What is being asked —
When you find the word "marking" in a line of the entries, please copy the whole line.

>>>

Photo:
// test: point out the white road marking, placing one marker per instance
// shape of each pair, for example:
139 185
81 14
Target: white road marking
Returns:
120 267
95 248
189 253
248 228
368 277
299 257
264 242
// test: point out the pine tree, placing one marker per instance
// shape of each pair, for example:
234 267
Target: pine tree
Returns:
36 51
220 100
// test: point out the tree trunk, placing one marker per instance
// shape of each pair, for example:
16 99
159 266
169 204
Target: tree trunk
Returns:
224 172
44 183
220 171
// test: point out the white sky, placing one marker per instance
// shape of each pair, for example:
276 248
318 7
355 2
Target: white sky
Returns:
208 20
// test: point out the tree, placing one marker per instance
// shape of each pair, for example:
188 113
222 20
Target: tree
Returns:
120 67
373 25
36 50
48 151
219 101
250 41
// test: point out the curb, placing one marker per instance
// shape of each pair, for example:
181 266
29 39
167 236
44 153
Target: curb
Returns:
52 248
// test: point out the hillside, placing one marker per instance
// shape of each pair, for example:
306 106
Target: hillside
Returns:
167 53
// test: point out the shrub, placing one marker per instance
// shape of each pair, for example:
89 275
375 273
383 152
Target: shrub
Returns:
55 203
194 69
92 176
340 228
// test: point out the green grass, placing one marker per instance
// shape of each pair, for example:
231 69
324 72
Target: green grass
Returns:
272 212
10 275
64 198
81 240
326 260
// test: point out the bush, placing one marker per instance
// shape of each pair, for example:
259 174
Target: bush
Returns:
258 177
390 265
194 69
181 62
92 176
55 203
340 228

<<<
>>>

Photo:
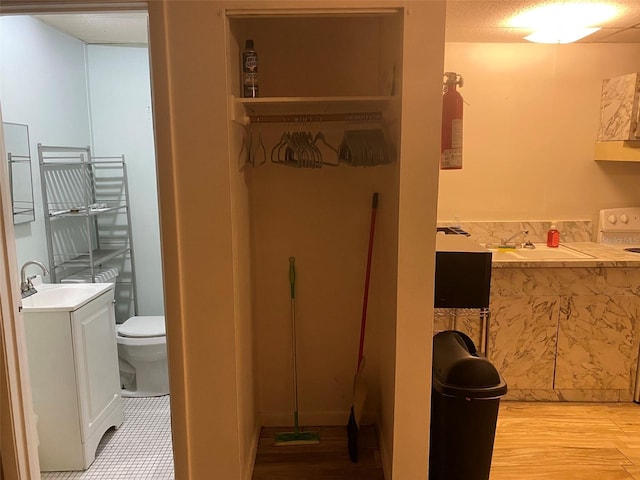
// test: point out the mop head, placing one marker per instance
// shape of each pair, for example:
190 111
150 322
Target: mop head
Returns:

<<<

Reply —
// test: point out the white road marking, placing one marker per instance
Target: white road marking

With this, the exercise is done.